> [Exercise task 1] Count the lines in the records below that contain the string "lane", treating uppercase and lowercase as different, and reply with only that number.

My five favorite games for the iPhone (so far) include:
The App Store has no shortage of line-drawing games, most of which involve drawing a path that will guide hapless creature or vehicle X to safety. Firemint Games’ Flight Control is a favorite example of the genre, but I prefer the sea and Imangi Studios’ Harbor Master.
The premise between the games is almost identical: Instead of landing planes on runways, you must dock ships, unload their cargo, and send them on their way. If two ships collide and do the Titanic thing, the game is over. Over time, weather conditions become an issue, too.
True to most line-drawing games, the action in Harbor Master starts slowly, but escalates into insanity pretty quickly. You’ll crash, crash, and crash again, but it becomes harder, not easier, to resist starting up a new game.
Two of my very favorite games in the world include Super Metroid for the Super Nintendo and Castlevania: Symphony of the Night for the Playstation. The Deep’s inspiration is obvious, but its heritage is still noble. Instead of exploring the depths of Zebes or Dracula’s bachelor pad, you paddle around the briny depths, unlock passages, gather weapons, and backtrack to clean up earlier stages.

> [Dataset entries]
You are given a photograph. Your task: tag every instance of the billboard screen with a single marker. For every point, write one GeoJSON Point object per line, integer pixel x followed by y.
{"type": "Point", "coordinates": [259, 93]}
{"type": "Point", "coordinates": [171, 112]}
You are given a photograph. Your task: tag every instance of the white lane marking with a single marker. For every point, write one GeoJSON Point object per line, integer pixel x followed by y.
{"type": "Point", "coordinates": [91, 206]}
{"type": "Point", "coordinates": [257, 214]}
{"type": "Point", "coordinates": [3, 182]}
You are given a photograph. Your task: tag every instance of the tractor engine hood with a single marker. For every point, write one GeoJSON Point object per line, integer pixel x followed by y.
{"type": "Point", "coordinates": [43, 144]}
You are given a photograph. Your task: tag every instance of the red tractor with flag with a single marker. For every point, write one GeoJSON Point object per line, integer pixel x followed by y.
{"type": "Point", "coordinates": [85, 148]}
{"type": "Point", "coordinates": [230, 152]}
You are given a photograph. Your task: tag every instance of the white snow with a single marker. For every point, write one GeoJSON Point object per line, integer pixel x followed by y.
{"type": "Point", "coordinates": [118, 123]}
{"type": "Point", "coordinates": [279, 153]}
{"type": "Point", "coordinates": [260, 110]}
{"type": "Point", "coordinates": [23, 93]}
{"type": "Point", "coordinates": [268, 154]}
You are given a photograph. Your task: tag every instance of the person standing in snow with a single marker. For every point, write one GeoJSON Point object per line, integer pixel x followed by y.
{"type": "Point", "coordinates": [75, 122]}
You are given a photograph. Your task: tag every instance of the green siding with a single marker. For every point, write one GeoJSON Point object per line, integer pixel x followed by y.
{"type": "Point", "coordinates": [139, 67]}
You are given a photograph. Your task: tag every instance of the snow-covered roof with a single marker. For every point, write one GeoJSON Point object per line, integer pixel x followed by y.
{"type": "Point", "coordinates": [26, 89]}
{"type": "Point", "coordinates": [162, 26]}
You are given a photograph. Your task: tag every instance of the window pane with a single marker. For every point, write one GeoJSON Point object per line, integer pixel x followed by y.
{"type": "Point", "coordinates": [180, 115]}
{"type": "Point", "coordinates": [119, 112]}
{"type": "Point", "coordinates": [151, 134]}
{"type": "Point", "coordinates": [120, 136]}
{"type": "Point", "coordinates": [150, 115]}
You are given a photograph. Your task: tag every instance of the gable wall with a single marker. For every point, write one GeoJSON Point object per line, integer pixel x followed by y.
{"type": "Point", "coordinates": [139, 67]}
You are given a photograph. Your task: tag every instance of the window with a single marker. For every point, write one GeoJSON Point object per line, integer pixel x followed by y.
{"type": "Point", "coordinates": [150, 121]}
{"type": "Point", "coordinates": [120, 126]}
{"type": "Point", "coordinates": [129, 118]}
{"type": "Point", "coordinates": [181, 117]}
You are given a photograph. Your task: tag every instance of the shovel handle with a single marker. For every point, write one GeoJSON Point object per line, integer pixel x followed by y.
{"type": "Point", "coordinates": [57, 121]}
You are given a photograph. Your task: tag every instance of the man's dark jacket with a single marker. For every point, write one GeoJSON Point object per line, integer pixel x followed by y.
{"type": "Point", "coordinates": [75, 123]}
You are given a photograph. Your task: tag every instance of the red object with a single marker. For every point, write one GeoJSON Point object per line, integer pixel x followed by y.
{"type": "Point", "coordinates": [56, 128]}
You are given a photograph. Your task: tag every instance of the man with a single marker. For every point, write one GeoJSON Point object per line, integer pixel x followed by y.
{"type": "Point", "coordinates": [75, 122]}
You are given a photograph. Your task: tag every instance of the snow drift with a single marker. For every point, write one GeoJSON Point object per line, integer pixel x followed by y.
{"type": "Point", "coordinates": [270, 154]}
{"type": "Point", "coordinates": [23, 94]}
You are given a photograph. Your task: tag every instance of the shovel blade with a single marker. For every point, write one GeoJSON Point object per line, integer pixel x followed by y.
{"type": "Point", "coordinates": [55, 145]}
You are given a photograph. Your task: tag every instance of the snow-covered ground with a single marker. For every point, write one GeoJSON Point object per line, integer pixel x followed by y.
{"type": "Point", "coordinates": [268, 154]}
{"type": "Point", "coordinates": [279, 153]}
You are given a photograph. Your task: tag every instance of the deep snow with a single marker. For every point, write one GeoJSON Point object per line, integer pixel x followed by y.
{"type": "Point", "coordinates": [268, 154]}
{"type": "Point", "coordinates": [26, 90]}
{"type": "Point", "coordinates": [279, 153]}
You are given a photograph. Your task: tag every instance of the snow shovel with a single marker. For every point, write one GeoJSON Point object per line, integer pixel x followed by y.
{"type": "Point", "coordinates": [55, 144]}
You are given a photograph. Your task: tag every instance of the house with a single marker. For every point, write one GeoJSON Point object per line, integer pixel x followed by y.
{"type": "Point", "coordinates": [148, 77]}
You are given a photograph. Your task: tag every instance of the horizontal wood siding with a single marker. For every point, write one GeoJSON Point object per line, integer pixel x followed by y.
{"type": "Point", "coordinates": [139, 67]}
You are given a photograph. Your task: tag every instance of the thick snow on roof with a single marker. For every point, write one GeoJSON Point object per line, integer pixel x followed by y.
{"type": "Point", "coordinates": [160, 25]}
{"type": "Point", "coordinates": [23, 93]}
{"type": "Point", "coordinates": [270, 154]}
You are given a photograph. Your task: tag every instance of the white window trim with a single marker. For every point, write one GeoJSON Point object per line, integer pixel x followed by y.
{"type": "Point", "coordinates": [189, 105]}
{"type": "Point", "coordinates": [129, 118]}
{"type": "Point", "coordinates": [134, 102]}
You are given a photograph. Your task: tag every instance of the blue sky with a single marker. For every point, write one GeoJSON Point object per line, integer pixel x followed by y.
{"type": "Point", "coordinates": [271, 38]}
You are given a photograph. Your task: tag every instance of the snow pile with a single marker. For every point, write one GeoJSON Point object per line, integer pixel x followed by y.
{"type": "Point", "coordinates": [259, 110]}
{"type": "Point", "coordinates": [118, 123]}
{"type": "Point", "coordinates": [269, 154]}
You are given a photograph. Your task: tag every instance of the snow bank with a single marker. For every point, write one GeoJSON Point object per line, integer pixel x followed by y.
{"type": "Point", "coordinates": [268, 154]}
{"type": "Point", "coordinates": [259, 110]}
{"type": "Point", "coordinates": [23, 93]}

> [Exercise task 2] From the text on iPhone games above, reproduce word for word the passage starting with "The premise between" and going on through "an issue, too.".

> [Exercise answer 1] 1

> [Exercise answer 2]
The premise between the games is almost identical: Instead of landing planes on runways, you must dock ships, unload their cargo, and send them on their way. If two ships collide and do the Titanic thing, the game is over. Over time, weather conditions become an issue, too.